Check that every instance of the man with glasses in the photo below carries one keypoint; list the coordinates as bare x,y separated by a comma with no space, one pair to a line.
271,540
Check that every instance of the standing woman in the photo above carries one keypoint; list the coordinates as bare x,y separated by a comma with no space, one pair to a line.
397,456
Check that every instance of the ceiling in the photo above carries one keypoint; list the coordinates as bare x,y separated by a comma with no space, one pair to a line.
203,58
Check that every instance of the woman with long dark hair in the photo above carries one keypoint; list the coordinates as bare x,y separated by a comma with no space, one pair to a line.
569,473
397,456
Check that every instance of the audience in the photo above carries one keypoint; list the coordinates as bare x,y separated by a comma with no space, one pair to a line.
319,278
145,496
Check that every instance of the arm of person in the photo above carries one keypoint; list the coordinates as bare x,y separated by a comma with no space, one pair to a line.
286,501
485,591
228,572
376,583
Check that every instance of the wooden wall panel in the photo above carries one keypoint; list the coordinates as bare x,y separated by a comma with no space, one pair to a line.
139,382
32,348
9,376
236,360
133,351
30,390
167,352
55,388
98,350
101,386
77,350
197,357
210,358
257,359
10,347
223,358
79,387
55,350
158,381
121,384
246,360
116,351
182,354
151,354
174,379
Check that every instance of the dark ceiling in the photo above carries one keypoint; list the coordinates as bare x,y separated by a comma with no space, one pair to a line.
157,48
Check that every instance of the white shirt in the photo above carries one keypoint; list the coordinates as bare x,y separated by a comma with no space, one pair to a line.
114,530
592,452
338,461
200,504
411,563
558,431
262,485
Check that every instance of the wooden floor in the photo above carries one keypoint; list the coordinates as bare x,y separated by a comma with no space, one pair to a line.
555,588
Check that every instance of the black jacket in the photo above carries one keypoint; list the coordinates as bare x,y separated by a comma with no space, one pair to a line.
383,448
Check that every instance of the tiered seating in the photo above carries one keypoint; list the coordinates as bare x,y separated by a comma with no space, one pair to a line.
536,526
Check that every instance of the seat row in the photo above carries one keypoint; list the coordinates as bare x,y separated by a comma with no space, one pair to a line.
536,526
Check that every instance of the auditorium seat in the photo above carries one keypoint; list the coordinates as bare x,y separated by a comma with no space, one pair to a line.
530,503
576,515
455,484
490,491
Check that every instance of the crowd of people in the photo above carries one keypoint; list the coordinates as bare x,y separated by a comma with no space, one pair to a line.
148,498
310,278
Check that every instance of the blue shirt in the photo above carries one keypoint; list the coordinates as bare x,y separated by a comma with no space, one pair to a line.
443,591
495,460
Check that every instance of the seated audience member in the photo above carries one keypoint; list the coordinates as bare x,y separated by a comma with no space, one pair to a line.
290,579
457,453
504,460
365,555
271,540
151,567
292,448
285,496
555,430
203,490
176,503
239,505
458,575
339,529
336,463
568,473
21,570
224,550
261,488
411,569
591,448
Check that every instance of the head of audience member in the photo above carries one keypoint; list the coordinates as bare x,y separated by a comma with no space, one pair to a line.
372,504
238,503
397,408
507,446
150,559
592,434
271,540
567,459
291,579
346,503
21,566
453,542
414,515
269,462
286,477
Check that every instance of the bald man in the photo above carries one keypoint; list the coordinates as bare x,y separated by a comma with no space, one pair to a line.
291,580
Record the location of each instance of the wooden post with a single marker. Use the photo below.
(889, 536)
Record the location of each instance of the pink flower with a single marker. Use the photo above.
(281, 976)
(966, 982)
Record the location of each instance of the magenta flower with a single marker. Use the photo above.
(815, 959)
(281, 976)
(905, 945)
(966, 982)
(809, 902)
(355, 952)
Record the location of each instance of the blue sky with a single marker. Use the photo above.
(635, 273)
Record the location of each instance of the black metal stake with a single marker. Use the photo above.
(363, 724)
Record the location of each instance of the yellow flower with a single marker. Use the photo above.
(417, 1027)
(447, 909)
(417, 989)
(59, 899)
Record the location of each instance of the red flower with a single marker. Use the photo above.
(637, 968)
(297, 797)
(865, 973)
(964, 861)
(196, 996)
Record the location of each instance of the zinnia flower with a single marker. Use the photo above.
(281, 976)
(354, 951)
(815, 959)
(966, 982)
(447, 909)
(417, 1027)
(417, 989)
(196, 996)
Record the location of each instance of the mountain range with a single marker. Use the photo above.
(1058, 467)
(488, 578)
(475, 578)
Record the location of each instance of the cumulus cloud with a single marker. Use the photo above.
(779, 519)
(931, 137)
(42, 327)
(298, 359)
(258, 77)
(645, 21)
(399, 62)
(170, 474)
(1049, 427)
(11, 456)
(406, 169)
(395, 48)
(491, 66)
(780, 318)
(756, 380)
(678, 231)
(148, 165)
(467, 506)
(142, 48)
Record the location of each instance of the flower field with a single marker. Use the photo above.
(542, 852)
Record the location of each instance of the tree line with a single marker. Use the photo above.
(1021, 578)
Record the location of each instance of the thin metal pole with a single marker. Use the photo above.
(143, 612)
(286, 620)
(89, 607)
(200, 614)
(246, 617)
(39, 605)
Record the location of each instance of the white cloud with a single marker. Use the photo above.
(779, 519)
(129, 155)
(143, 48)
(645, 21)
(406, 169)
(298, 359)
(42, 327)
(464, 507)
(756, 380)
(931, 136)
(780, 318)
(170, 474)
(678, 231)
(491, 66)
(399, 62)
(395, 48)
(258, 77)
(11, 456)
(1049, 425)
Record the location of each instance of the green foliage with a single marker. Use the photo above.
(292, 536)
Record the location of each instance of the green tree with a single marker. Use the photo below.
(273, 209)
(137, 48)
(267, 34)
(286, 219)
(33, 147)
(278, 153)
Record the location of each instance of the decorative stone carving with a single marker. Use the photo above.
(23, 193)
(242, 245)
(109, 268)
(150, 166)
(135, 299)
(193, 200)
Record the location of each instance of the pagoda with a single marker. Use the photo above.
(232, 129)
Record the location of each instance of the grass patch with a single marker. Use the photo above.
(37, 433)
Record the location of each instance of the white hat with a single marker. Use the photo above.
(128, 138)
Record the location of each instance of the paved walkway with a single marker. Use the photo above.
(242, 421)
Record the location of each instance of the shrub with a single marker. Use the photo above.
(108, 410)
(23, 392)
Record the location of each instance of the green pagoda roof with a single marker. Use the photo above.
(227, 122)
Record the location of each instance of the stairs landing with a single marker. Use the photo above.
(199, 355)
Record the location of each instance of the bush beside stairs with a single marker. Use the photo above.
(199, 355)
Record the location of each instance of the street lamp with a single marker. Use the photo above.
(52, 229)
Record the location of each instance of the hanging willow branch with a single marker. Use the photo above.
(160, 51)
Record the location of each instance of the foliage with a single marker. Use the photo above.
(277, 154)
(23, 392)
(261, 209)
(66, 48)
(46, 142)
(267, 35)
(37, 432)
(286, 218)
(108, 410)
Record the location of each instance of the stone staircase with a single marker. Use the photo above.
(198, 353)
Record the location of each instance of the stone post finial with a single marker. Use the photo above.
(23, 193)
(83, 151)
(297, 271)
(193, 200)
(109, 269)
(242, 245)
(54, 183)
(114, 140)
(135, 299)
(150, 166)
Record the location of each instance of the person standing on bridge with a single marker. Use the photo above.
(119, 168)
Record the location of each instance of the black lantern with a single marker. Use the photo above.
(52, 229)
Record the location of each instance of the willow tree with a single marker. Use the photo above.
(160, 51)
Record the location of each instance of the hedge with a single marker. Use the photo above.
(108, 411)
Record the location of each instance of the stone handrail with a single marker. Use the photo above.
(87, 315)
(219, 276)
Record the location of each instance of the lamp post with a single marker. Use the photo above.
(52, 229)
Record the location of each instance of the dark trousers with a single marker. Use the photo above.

◆ ◆ ◆ ◆ ◆

- [Work to be completed] Write out every entry word for word.

- [Written solution]
Check that every instance of the man with glasses in the photo below carries one keypoint; list the coordinates as bare x,y separated by a comma with no space, one pair to a line.
271,540
Check that every instance of the standing woman in the photo above carries one keypoint; list the coordinates as bare x,y separated by a comma with no space, one pair to a line.
397,456
Check that every instance of the ceiling in the photo above carries one keypoint; list the coordinates as bare x,y separated by a comma with no space, one pair to a line.
203,58
Check that every instance of the woman with long dark hair in the photo above carries one keypoint; list the coordinates as bare x,y separated by a comma with no space, one pair to a line.
569,473
397,456
Check that every instance of the audience in the photo above carries one keypoint; list the coordinates as bare x,y separated by a comma with no space, one pair to a line.
319,278
145,496
Check that every instance of the arm of person in the photo above carries one keypoint; list the coordinates as bare x,y separated by a comma with no space, one pair to a line.
286,501
485,591
228,572
376,583
Check that every instance of the wooden wall panel in the photo above carries one keypoint; list the coordinates as bare x,y separated by a comma with no space, one pair to a line.
139,382
32,348
9,376
236,360
133,351
30,390
167,352
55,388
98,350
101,386
77,350
197,357
210,358
257,359
10,347
223,358
79,387
55,350
158,381
121,384
246,360
116,351
182,354
151,354
174,379
Check that every instance of the dark ceiling in the photo above carries one keypoint; list the coordinates as bare x,y separated by a comma with no space, one pair to a line.
157,48
Check that every instance of the white shirt in the photo above carries one keypoint; list the coordinates as bare x,y separated by a comma with no space, one pair to a line.
114,530
592,452
338,461
200,504
411,563
558,431
262,485
Check that every instance of the wooden floor in the photo above carries one keypoint; list the coordinates as bare x,y separated by a comma with no space, one pair to a line.
555,588
Check that every instance of the black jacket in the photo above carries one keypoint; list the coordinates as bare x,y separated by a comma with no space, one pair to a line.
383,448
Check that every instance of the tiered seating in the photo above carries one keypoint; list the coordinates as bare x,y separated by a comma with no space, one pair to a line.
536,526
Check that every instance of the seat row in the photo above carries one keypoint; list the coordinates as bare x,y separated by a comma with no space, one pair to a line.
536,526
Check that every instance of the auditorium seat in the photo above carries one keypoint; list the coordinates as bare x,y separated by a comma with no space, one pair to a line.
530,503
576,515
455,484
490,491
Check that every instance of the crowd of people in the photo above carries one keypoint; list the coordinates as bare x,y separated by a comma with no space, one pair to a line.
148,498
310,278
Check that every instance of the blue shirt in the photo above carries one keypoint; list the coordinates as bare x,y separated by a comma with no space, one pair to a line.
443,591
495,460
Check that every instance of the seated audience member in the photo above carries one keypoint; list the coordinates as bare x,y separated by a comma with no space, one pair to a line.
290,579
457,453
504,460
365,555
271,540
151,567
292,448
285,496
555,430
203,490
176,503
239,505
458,575
339,529
336,463
568,473
21,570
224,550
261,488
411,569
591,448
Check that every instance of the head of audience member in the photo above carries one keypoint; list the coordinates as bare x,y separated by a comma with no space, one pair to a line.
372,504
238,503
397,408
507,446
150,559
592,434
271,540
567,459
291,579
346,503
21,566
453,542
414,515
269,462
286,477
Check that every instance of the bald man in the photo above carries one keypoint; list the coordinates as bare x,y separated by a comma with no space, one pair to a line.
291,580
Record the location of each instance of the wooden post with a single marker. Use the photo below.
(889, 536)
Record the location of each instance of the pink flower with a single marker. Use the photo above.
(281, 976)
(966, 982)
Record the location of each instance of the magenta flower with a single marker. Use the photo above.
(815, 959)
(281, 976)
(905, 945)
(966, 982)
(809, 902)
(355, 952)
Record the location of each instance of the blue sky with a single marker. Use the photo above.
(635, 273)
Record the location of each instance of the black metal stake with a single marker. Use the photo above.
(363, 724)
Record the location of each instance of the yellow flower with a single marker. Use the photo above.
(417, 1027)
(447, 909)
(417, 989)
(59, 899)
Record the location of each instance of the red flower with a single marker. Use the photo above.
(637, 968)
(297, 797)
(865, 973)
(964, 861)
(196, 996)
Record the location of each instance of the zinnia flower with a single marker. Use the photo above.
(281, 976)
(354, 951)
(815, 959)
(966, 982)
(447, 909)
(417, 1027)
(417, 989)
(196, 996)
Record the location of each instance of the mountain range with a single marker. Use the photo above.
(1058, 467)
(488, 578)
(475, 578)
Record the location of each instance of the cumulus cloud with a single marker. Use the photo above.
(779, 519)
(931, 137)
(42, 327)
(298, 359)
(258, 77)
(645, 21)
(399, 62)
(170, 474)
(1049, 427)
(11, 456)
(406, 169)
(395, 48)
(491, 66)
(780, 318)
(756, 380)
(678, 231)
(148, 165)
(467, 506)
(142, 48)
Record the location of each instance of the flower field with a single marker. Use the photo above.
(542, 852)
Record the location of each instance of the tree line with a single marker. Use the photo above.
(1021, 578)
Record the location of each instance of the thin metal pole with a single marker. Use the photo above.
(143, 612)
(286, 620)
(89, 607)
(200, 614)
(246, 617)
(39, 605)
Record the location of each instance of the white cloud with a single marker. Use the photo above.
(779, 519)
(129, 155)
(143, 48)
(645, 21)
(406, 169)
(298, 359)
(42, 327)
(464, 507)
(756, 380)
(931, 136)
(780, 318)
(170, 474)
(678, 231)
(491, 66)
(399, 62)
(395, 48)
(258, 77)
(11, 456)
(1049, 425)
Record the location of each instance of the green foliage with a single marker. Use the photo above.
(292, 536)
Record the location of each instance of the green tree with a single marker. Use the photo below.
(273, 209)
(137, 48)
(267, 34)
(286, 219)
(33, 147)
(278, 153)
Record the location of each instance of the decorative stone carving with a single marker. Use the photo above.
(23, 193)
(242, 245)
(109, 268)
(150, 166)
(135, 299)
(193, 200)
Record the location of each instance of the pagoda with a single marker. Use the photo above.
(232, 129)
Record the location of each instance of the grass patch with a single marker. Use the photo above.
(37, 433)
Record the location of each instance of the white hat with a single marker. Use the photo above.
(128, 138)
Record the location of each instance of the paved walkway with a single marker. Use the photo above.
(242, 421)
Record the location of each instance of the shrub with a single marker. Use the photo above.
(108, 410)
(23, 392)
Record the location of each instance of the green pagoda roof with a single marker. Use the photo above.
(227, 122)
Record the location of each instance of the stairs landing with a single marker. Use the photo above.
(199, 355)
Record the location of each instance of the bush beside stairs with a single marker. Use the photo above.
(199, 355)
Record the location of each instance of the street lamp with a single marker. Use the photo above.
(52, 229)
Record the location of each instance of the hanging willow branch with a single marker. Use the photo above.
(160, 51)
Record the location of each instance of the foliage with a single marker. Use the photo above.
(277, 154)
(23, 392)
(261, 209)
(66, 48)
(46, 142)
(267, 35)
(37, 432)
(286, 218)
(108, 410)
Record the location of each instance of the stone staircase with a single marker. Use the photo above.
(198, 353)
Record the location of each instance of the stone post finial with a single marker. Use the photo above.
(23, 193)
(83, 151)
(297, 271)
(193, 200)
(109, 269)
(242, 245)
(54, 183)
(114, 140)
(135, 299)
(150, 166)
Record the location of each instance of the person standing on bridge with a single marker. Use the photo above.
(119, 168)
Record the location of each instance of the black lantern with a single marker. Use the photo above.
(52, 229)
Record the location of each instance of the willow tree with a single marker. Use the photo above.
(160, 51)
Record the location of each instance of the hedge with a single marker. Use the photo above.
(108, 411)
Record the location of each instance of the stone handrail with a single marker. Use the photo above.
(87, 315)
(219, 276)
Record the location of each instance of the lamp post with a single marker. Use the photo above.
(52, 229)
Record the location of each instance of the dark trousers with a single marker. Use the photo above.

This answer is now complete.